From: anton@mips.complang.tuwien.ac.at   
      
   Michael S writes:   
   >On Thu, 13 Nov 2025 09:24:20 GMT   
   >anton@mips.complang.tuwien.ac.at (Anton Ertl) wrote:   
   >> Actually, with uint128_t you get pretty far, and _BitInt(bits) has   
   >> been added in C23, which has good potential, but is not quite there.   
   >   
   >Yes, that what I wrote above.   
   >As far as BGB is concerned, the big disadvantage is absence of support   
   >by MSVC.   
      
   Why would that be a disadvantage? If MSVC does not do what he needs,   
   there are other C compilers to choose from.   
      
   >> Builtins for add-with-carry and intrinsics are somewhat disappointing.   
   >>   
   >> - anton   
   >   
   >For me the most disappointing part is that different architectures   
   >have different spellings.   
      
   For intrinsics that's by design. They are essentially a way to write   
   assembly language instructions in Fortran or C. And assembly language   
   is compiler-specific.   
      
   >Other than that even gcc now mostly able to generate   
   >decent code for Intel's variant. MSVC and clang were able to do it for   
   >very long time.

▶ [Given entries]
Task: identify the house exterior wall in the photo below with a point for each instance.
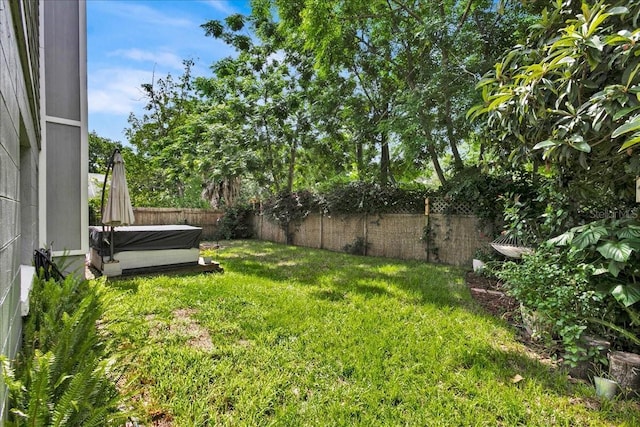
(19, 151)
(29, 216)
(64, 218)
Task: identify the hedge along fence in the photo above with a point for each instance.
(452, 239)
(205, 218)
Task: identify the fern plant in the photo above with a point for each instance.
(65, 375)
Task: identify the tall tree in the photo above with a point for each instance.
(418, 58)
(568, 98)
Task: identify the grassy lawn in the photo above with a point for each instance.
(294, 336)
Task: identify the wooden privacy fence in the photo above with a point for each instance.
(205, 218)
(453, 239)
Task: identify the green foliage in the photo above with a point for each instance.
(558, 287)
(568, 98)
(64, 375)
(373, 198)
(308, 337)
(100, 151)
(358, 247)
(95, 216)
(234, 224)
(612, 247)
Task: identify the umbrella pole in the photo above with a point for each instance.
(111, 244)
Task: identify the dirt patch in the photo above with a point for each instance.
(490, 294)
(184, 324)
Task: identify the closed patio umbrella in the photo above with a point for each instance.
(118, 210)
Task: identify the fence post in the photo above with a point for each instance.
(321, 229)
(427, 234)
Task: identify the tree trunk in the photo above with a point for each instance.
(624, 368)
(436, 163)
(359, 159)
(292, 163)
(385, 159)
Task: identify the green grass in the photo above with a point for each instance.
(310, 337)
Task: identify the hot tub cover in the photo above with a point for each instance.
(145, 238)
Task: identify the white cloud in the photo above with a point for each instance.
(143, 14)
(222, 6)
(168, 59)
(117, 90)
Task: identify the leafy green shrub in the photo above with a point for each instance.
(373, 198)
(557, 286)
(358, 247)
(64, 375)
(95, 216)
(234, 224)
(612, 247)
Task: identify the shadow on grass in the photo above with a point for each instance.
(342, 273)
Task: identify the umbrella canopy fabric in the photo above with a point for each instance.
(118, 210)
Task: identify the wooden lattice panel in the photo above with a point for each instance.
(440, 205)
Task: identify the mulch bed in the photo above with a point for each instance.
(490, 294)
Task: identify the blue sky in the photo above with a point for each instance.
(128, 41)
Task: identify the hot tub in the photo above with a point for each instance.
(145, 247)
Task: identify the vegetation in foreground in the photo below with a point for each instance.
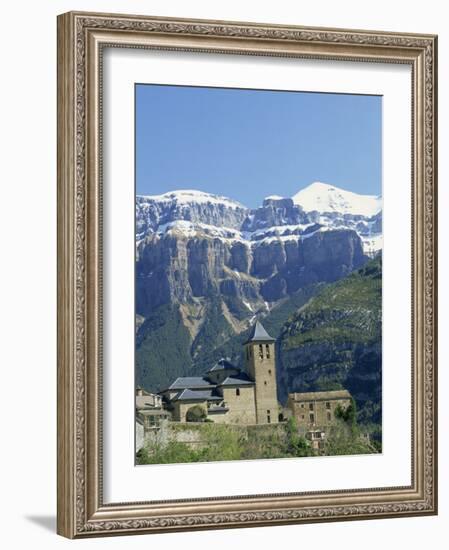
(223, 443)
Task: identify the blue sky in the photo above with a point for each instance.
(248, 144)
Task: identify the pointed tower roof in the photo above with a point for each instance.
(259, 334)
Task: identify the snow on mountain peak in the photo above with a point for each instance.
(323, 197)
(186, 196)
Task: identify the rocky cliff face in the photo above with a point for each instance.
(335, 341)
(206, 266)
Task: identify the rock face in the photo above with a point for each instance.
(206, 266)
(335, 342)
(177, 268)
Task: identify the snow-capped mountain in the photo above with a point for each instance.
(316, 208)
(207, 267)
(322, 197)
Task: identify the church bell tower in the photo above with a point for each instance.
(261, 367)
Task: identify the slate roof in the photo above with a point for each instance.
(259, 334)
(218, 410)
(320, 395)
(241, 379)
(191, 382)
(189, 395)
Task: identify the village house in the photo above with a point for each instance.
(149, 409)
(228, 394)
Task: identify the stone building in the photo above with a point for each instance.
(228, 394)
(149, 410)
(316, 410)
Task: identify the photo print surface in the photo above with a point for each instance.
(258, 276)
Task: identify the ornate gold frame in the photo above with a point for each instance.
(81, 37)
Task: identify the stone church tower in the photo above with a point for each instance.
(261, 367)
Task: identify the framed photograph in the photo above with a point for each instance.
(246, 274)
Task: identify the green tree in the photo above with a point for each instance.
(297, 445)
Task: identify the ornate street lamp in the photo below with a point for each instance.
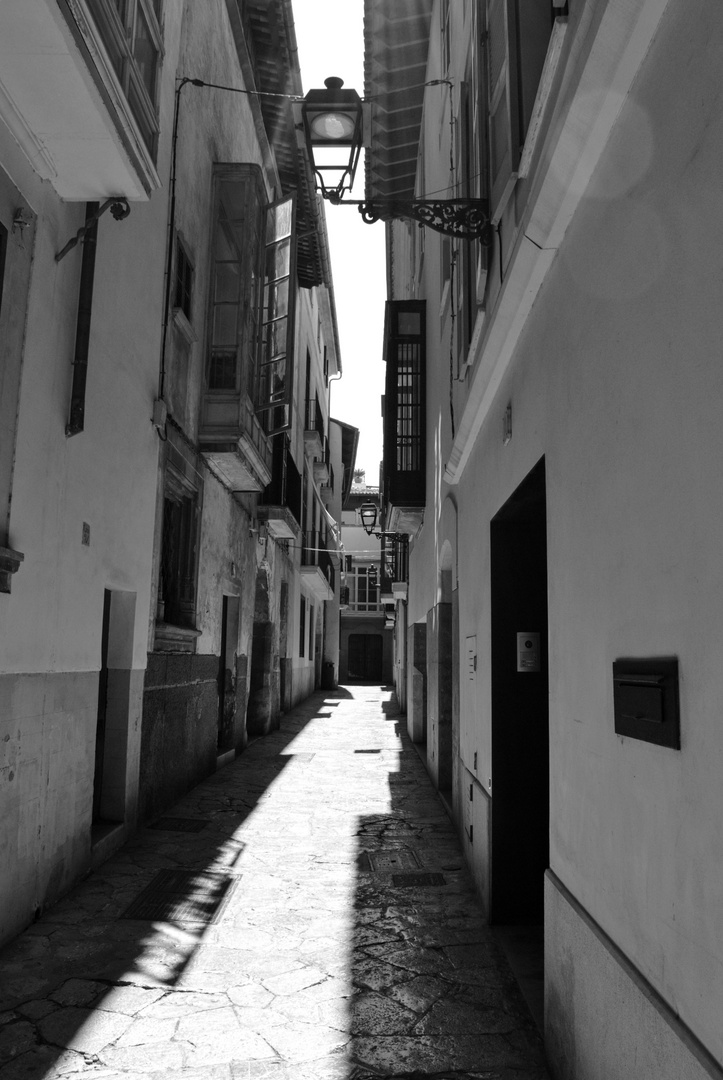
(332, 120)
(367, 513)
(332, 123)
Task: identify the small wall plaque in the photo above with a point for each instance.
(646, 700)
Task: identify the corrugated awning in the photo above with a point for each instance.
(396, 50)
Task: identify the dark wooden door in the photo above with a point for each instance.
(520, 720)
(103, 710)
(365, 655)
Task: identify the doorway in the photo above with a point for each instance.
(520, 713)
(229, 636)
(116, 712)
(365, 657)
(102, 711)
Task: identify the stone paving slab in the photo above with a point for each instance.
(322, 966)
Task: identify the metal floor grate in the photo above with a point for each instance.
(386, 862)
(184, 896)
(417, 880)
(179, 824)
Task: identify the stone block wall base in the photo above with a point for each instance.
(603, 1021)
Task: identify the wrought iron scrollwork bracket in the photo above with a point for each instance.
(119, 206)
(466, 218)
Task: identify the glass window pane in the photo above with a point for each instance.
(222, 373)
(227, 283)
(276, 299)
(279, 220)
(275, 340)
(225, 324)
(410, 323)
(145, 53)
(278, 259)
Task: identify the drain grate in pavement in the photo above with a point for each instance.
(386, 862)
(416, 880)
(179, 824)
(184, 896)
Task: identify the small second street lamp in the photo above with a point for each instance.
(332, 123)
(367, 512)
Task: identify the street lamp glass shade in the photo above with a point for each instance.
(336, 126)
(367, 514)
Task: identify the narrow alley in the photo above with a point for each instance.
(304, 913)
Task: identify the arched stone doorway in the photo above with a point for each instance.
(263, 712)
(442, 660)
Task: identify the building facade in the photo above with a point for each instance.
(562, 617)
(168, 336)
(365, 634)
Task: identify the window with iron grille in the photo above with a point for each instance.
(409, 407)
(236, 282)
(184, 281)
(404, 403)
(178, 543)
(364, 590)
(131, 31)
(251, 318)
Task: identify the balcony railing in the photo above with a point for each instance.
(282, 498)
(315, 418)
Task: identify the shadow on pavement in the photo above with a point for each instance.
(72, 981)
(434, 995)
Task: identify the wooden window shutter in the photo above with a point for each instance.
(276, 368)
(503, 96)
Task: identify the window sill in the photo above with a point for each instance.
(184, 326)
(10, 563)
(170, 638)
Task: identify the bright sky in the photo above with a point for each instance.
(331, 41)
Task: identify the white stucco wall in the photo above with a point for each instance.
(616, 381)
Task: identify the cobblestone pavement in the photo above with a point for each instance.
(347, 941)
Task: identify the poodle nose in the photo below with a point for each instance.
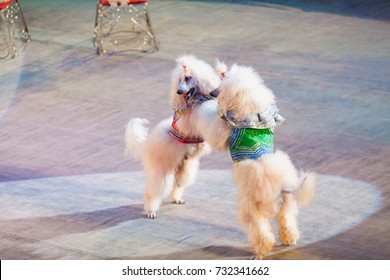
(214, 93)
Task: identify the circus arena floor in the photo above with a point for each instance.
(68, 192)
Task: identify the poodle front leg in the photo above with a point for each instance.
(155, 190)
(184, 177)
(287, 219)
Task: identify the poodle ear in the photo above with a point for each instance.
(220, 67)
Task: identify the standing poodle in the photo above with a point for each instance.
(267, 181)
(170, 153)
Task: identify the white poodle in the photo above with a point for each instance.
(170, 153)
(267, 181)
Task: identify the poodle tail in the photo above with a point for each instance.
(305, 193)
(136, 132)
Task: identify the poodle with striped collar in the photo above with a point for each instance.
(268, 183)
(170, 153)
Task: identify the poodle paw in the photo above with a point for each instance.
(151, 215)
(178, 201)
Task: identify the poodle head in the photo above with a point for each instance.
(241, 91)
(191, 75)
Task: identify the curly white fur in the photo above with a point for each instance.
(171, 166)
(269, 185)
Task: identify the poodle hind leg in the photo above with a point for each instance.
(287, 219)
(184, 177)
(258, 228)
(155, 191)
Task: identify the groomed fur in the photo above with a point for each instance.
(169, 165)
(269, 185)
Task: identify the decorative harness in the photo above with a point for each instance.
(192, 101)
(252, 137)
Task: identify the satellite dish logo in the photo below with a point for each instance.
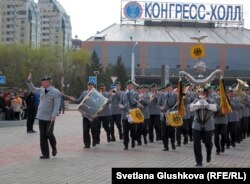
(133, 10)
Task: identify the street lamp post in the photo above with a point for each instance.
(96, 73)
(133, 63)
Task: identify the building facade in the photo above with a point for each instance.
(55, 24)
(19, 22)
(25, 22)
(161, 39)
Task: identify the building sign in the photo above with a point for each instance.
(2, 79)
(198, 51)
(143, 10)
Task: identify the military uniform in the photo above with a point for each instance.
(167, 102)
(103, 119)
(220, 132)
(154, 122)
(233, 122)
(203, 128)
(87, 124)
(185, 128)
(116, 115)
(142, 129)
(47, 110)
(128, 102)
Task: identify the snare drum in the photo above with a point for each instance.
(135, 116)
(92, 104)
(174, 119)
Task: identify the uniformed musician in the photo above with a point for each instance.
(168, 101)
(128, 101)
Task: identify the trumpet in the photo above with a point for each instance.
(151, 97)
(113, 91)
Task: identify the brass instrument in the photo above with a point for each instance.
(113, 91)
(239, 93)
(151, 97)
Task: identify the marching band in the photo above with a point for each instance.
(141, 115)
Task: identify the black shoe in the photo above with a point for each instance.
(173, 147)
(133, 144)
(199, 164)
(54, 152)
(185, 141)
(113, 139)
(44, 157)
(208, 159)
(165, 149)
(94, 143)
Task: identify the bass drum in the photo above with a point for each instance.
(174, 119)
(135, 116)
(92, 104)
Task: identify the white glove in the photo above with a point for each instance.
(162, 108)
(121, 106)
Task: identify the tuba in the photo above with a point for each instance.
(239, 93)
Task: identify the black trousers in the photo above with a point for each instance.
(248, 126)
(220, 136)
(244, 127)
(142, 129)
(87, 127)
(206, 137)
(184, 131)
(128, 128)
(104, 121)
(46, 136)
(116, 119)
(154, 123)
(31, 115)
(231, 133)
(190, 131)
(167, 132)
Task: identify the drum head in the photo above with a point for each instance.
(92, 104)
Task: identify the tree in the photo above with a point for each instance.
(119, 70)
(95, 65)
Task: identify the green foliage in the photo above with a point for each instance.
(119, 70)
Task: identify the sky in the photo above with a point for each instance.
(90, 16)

▶ [Aim of the exercise] Continue the Usenet post on C compiler support for wide integers and add-with-carry intrinsics, starting after its final line.

▶ [Result below]
   When using the Intel intrinsic c_out = _addcarry_u64(c_in, s1, s2,&sum),   
   the code from both gcc and clang uses adcq, but cannot preserve the   
   carry in CF in a loop, and moves it into a register right after the   
   adcq, and back from the register to CF right before:   
      
   addb $-1, %r8b   
   adcq (%rdx,%rax,8), %r9   
   setb %r8b   
      
   If you (or compiler unrolling) have several _addcarry_u64 in a row,   
   with the carry-out becoming the carry-in of the next one, at least one   
   of these compilers manages to eliminate the overhead between these   
   adcqs, but of course not at the start and end of the sequence.   
      
   >Or do you have in mind new gcc intrinsic in a group "Arithmetic with   
   >Overflow Checking" ?   
      
   These are gcc builtins, not intrinsics. The difference is that they   
   work on all architectures. However, when I looked (three months ago),   
   gcc did not have a builtin with carry-in; the builtins you mention   
   only provide carry-out (or overflow-out).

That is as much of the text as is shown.